> WHAT YOU HAVE TO DO
Transcribe every one of the records below word for word, leaving each line unchanged.

> RECORDS PROVIDED
========

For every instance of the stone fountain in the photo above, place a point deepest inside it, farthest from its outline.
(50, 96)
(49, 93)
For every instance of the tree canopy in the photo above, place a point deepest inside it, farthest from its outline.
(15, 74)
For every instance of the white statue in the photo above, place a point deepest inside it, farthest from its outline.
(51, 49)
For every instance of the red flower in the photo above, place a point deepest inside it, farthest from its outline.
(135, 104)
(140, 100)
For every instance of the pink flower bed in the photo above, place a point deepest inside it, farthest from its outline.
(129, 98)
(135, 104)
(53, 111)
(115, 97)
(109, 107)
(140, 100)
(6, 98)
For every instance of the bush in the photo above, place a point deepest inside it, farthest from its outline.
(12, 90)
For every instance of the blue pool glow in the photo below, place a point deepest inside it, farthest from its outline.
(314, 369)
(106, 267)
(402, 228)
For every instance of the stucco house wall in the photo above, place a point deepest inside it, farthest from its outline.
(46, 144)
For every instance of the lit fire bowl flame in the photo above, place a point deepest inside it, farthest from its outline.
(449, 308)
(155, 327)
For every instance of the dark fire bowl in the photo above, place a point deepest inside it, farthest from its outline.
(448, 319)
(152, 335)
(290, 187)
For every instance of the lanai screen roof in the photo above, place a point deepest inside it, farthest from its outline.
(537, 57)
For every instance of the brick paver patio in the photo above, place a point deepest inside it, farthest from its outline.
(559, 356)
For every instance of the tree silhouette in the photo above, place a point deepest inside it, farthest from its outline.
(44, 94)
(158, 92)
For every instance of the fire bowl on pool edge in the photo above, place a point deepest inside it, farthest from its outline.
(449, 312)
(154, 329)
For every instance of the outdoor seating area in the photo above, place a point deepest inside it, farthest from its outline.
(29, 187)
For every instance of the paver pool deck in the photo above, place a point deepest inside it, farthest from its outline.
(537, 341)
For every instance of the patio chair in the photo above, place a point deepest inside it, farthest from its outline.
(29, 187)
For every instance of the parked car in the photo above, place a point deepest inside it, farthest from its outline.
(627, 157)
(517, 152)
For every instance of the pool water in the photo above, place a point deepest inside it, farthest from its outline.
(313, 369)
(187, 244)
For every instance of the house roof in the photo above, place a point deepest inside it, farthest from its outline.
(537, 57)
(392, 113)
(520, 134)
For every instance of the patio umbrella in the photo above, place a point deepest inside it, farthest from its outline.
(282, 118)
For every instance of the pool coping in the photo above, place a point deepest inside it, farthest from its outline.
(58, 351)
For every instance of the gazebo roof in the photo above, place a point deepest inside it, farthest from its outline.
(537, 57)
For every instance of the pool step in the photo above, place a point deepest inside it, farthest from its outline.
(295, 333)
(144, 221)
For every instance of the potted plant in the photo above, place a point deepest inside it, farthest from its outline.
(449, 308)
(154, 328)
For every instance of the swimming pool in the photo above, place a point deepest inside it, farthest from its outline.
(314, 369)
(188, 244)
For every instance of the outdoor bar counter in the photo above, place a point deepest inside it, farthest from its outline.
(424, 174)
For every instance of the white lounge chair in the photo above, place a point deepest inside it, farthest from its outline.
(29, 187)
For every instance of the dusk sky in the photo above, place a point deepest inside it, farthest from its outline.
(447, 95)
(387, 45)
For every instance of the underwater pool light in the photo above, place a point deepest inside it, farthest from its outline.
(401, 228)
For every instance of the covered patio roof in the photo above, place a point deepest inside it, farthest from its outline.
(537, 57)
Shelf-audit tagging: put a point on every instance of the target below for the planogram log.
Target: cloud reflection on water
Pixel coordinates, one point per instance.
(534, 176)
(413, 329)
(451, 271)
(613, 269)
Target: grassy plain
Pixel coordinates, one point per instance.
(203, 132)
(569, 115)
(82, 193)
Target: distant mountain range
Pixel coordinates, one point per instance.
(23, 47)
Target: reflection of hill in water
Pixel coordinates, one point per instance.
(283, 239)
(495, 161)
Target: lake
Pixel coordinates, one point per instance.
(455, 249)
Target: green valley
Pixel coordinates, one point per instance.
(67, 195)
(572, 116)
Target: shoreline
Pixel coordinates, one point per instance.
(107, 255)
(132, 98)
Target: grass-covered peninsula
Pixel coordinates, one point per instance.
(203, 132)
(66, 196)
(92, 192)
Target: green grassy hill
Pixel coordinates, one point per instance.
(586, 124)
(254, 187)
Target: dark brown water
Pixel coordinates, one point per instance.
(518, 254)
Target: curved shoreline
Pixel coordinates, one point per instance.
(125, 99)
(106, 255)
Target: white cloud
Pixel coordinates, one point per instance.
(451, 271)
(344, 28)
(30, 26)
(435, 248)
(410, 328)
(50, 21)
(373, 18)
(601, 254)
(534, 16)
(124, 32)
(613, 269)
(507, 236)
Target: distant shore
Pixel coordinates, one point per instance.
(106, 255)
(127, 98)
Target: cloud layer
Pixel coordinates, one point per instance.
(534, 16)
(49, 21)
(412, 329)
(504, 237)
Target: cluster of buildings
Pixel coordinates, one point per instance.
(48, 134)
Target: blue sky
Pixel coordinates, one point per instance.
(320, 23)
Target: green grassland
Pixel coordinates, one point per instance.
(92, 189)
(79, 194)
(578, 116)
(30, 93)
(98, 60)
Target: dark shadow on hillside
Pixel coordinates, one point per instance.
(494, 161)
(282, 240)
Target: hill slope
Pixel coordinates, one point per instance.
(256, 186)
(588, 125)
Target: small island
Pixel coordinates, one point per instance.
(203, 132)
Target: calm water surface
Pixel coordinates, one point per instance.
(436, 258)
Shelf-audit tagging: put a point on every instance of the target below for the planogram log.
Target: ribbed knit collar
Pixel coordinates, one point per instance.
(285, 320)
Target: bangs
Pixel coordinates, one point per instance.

========

> ANSWER TO THIS PROBLEM
For every instance of the stone fountain in the photo above, place a point deepest inside it, farthest from its outline.
(50, 96)
(49, 93)
For every instance of the tree canopy in the photo above, place a point deepest inside it, farthest from its outline.
(15, 74)
For every instance of the white statue in the photo above, place a point deepest inside it, farthest from its outline.
(51, 49)
For every instance of the red flower in the photo above, place a point deepest inside it, farthest from its outline.
(135, 104)
(140, 100)
For every instance of the pink flower bed in the photo above, place a point deepest inside it, farthest from its outline.
(129, 98)
(135, 104)
(53, 111)
(115, 97)
(109, 107)
(140, 100)
(6, 98)
For every instance of the bush in the photo above, place a point deepest inside it, farthest from its outline.
(12, 90)
For every instance of the blue pool glow in the photo below, place a point deepest inside it, farthest from its outline.
(314, 369)
(106, 267)
(402, 228)
For every instance of the stucco house wall in the photo above, place a point deepest inside it, farthest from its outline.
(46, 144)
For every instance of the lit fire bowl flame in the photo above, place a point deepest inside it, farthest from its outline.
(449, 308)
(155, 327)
For every instance of the dark fire bowl in the photo above, place a point deepest inside it, farthest from its outline.
(448, 319)
(152, 335)
(290, 187)
For every instance of the lanai screen roof in the photo above, place a point deepest inside it, farthest from its outline.
(537, 57)
For every instance of the brick paver patio in the photo above, place a point deepest inside it, farthest from its outline.
(559, 356)
For every instance of the tree silhouette in the photo above, place a point deepest inside it, farthest from its outline.
(44, 94)
(158, 92)
For every instance of the fire bowl on pool edge in the photo above, place a point deepest inside it, farthest from its outline.
(449, 312)
(154, 329)
For every instance of the outdoor seating area in the photo above, place a point deepest inside it, farthest from its outline.
(29, 187)
For every instance of the paver pool deck in the photo above, place a point deepest inside it, farthest from its outline.
(537, 341)
For every instance of the patio chair in the photo above, place a point deepest inside it, farthest from its outline.
(29, 187)
For every instance of the parked car in the photo above, place a point deepest inside it, farthest from its outline.
(627, 157)
(517, 152)
For every instance of the pool water in the photo above, place a point deepest inside it, farthest from its outline.
(313, 369)
(187, 244)
For every instance of the house roof in the photo above, place a point deepest inside it, farthest from its outline.
(537, 57)
(392, 113)
(520, 134)
For every instance of the patio umbrella in the photo above, place a point deepest inside it, farthest from its outline.
(282, 118)
For every instance of the pool coping in the photo above, place a point deepest inside it, farthest from its outline.
(58, 351)
For every instance of the gazebo roof in the photo above, place a point deepest inside it, farthest from its outline.
(537, 57)
For every instance of the pool step in the photo above, place a point deepest inside it, farthest from its outline.
(295, 333)
(144, 221)
For every instance of the potted plant in the photo above, place a point deepest inside it, farthest from its outline.
(449, 308)
(154, 328)
For every instance of the swimming pool in the photo above, place a point deepest inside it, farthest from its outline.
(314, 369)
(188, 244)
For every instance of the outdoor bar counter in the photo above, place a point deepest inside it, farthest from its outline.
(424, 174)
For every instance of the white lounge chair in the photo above, place a point deepest inside it, farthest from its outline.
(29, 187)
For every instance of the dusk sky in the photo above, place a point deepest inside it, farthest from its outline.
(447, 95)
(387, 45)
For every instance of the underwater pool light in the photo above, place a point deepest inside it, farthest from its outline.
(401, 228)
For every instance of the covered patio roof in the photo above, place a point deepest inside it, farthest from its outline.
(537, 57)
Shelf-audit tagging: put a point on every instance of the target below for the planogram log.
Target: cloud reflection on water
Pixel coordinates, one point per instance.
(534, 176)
(413, 329)
(451, 271)
(613, 269)
Target: grassy plain
Pixel coordinates, one point per instance.
(203, 132)
(569, 115)
(82, 193)
Target: distant mountain range
Pixel coordinates, one point per instance.
(23, 47)
Target: reflection of hill in water
Pixel coordinates, one point per instance.
(283, 239)
(495, 161)
Target: lake
Pixel coordinates, one point per instance.
(455, 249)
Target: green valley
Pixel coordinates, one point per instance.
(67, 195)
(572, 116)
Target: shoreline
Pixel coordinates, one point per instance.
(107, 255)
(132, 98)
Target: grass-covered peninsula
Pixel coordinates, one point per instance.
(203, 132)
(66, 196)
(92, 192)
Target: green grassy hill
Pixel coordinates, one point per instance.
(586, 124)
(254, 187)
Target: dark brown water
Pixel coordinates, one point per instance.
(518, 254)
Target: curved shoreline
Pixel coordinates, one point per instance.
(125, 99)
(106, 255)
Target: white cloud
Pixel coordinates, one point per instance.
(451, 271)
(344, 28)
(30, 26)
(435, 248)
(410, 328)
(50, 21)
(373, 18)
(601, 254)
(534, 16)
(124, 32)
(613, 269)
(507, 236)
Target: distant shore
Pixel coordinates, one point per instance.
(106, 255)
(127, 98)
Target: cloud layer
Pixel coordinates, one point per instance.
(534, 16)
(49, 21)
(412, 329)
(504, 237)
Target: cluster of buildings
Pixel coordinates, one point per instance.
(48, 134)
Target: blue sky
Pixel coordinates, one point per instance.
(320, 23)
Target: green grassland
Pixel coordinates, one point per instance.
(92, 189)
(79, 194)
(578, 116)
(30, 93)
(98, 60)
Target: dark shadow on hillside
Pixel coordinates, one point per instance.
(494, 161)
(282, 240)
Target: hill slope
Pixel coordinates, one point per instance.
(256, 186)
(588, 125)
Target: small island
Pixel coordinates, one point per instance.
(203, 132)
Target: calm water surface
Pixel coordinates, one point per instance.
(436, 258)
Shelf-audit tagging: put a point on every instance of the target below for the planogram log.
Target: ribbed knit collar
Pixel coordinates, one point per instance.
(285, 320)
Target: bangs
Pixel coordinates, one point per instance.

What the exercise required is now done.